What needs to be done ->
Repeat the listing in full, preserving every character.

Data shown ->
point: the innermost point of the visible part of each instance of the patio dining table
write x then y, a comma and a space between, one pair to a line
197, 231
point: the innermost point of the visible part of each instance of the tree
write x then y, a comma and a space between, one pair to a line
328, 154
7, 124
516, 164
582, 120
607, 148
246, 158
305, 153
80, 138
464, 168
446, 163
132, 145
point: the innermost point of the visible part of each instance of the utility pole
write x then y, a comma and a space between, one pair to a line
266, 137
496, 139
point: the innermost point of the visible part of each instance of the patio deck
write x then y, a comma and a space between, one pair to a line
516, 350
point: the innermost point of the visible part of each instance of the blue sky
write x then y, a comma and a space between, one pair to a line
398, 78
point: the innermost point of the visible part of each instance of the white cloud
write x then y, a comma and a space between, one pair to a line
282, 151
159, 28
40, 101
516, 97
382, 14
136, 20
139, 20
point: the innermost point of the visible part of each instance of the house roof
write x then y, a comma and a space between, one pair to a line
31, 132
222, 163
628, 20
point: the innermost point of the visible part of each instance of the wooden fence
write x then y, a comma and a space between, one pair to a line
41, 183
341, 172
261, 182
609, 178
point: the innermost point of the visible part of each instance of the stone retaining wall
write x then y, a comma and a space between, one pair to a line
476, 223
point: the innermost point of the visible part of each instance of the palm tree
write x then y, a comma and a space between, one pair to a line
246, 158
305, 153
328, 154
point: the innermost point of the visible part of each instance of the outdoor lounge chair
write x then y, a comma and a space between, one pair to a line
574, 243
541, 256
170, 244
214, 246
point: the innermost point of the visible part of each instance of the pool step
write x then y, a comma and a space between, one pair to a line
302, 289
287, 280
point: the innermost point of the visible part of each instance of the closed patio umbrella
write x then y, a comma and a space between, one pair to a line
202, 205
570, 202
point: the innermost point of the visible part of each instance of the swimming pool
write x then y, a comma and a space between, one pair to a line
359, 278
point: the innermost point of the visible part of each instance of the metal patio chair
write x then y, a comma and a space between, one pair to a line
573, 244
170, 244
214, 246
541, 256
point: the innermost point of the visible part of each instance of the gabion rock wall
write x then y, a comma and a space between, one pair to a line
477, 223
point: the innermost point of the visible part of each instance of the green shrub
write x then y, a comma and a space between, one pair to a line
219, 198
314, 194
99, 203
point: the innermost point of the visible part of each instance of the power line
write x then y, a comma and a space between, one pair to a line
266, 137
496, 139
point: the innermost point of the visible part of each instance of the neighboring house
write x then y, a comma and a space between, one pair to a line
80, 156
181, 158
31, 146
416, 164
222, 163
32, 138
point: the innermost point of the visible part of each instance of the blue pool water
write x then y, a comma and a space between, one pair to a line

Exercise result ->
point: the innermost point of the visible part of each instance of the patio dining table
write x then y, a comma and a space between, one pair to a line
197, 231
point: the innermost point of the visible part of each instance of the tree
write x then y, a comma and a space between, one pair to a line
328, 154
7, 124
516, 164
582, 120
607, 148
246, 158
305, 153
80, 138
464, 168
446, 163
132, 145
point: the innermost point of the visible part of each instance of the utility pole
write x then y, a comma and a space between, one pair to a line
266, 137
496, 139
point: the innermost point of the visible part of each instance of the patio deck
write x then y, a comma and a space between, one pair to a line
516, 350
point: the innermost point of the visible part of each instance of the blue sky
write x then y, a comma and a space between, one pair to a line
398, 78
point: the innermost point of the visible part of each instance of the white cloud
write x then y, a comma and a space between, one pair to a line
282, 151
159, 28
40, 101
516, 97
382, 14
136, 20
139, 20
point: the innermost point of the visible part of each instance of the house roof
write x then y, a comma and a space between, one pair to a line
31, 132
222, 163
628, 20
point: the innermost point of the visible part of each instance of the wooden fence
write x then y, a comma and a space between, one pair to a line
41, 183
341, 172
261, 182
609, 178
point: the innermost point of the visible part of each instance of the stone retaining wall
write x then y, a comma and a space between, one pair to a line
476, 223
point: the innermost point of the visible part of each instance of the palm tree
write x then y, a comma and a space between, one pair to a line
246, 158
305, 153
328, 154
point: the innermost point of the visible part of each instance of the outdoor lounge chair
write x then y, a comma and a space between, one pair to a line
574, 243
541, 256
170, 244
214, 246
point: the innermost point of the visible part of each instance of the pool step
write x then y, a comma and a space between, one pair to a line
302, 289
287, 280
point: the innermost point of the visible part of each instance of the closed patio umbrella
write x then y, a comma and a space between, one pair to a line
202, 205
570, 202
point: the innermost point of the visible part of each instance of the swimming pool
write x then y, a comma and a space between, one pair to a line
359, 278
point: the innermost point of the visible part of each instance of the metal patio chair
write x then y, a comma and a space between, one pair to a line
573, 244
170, 244
214, 246
541, 256
point: the innermost point of the visible part of each instance of the gabion rock wall
write x then y, a comma and a space between, one pair to a line
477, 223
point: the innermost point of the visible part of each instance of the green shrub
write x then y, a comma and a space between, one pair to a line
219, 198
314, 194
99, 203
point: the innermost point of the visible part of each instance of the power line
write x then y, a comma and a space between, one pair to a line
266, 137
496, 139
point: the innermost point of the visible part of each instance of the neighboring house
write x then y, a comma and a space between, one pair to a line
80, 156
181, 158
31, 146
416, 164
222, 163
32, 138
point: the innermost point of the visible part of each instance of the blue pool water
write x then y, a comma and a space between, one pair to a line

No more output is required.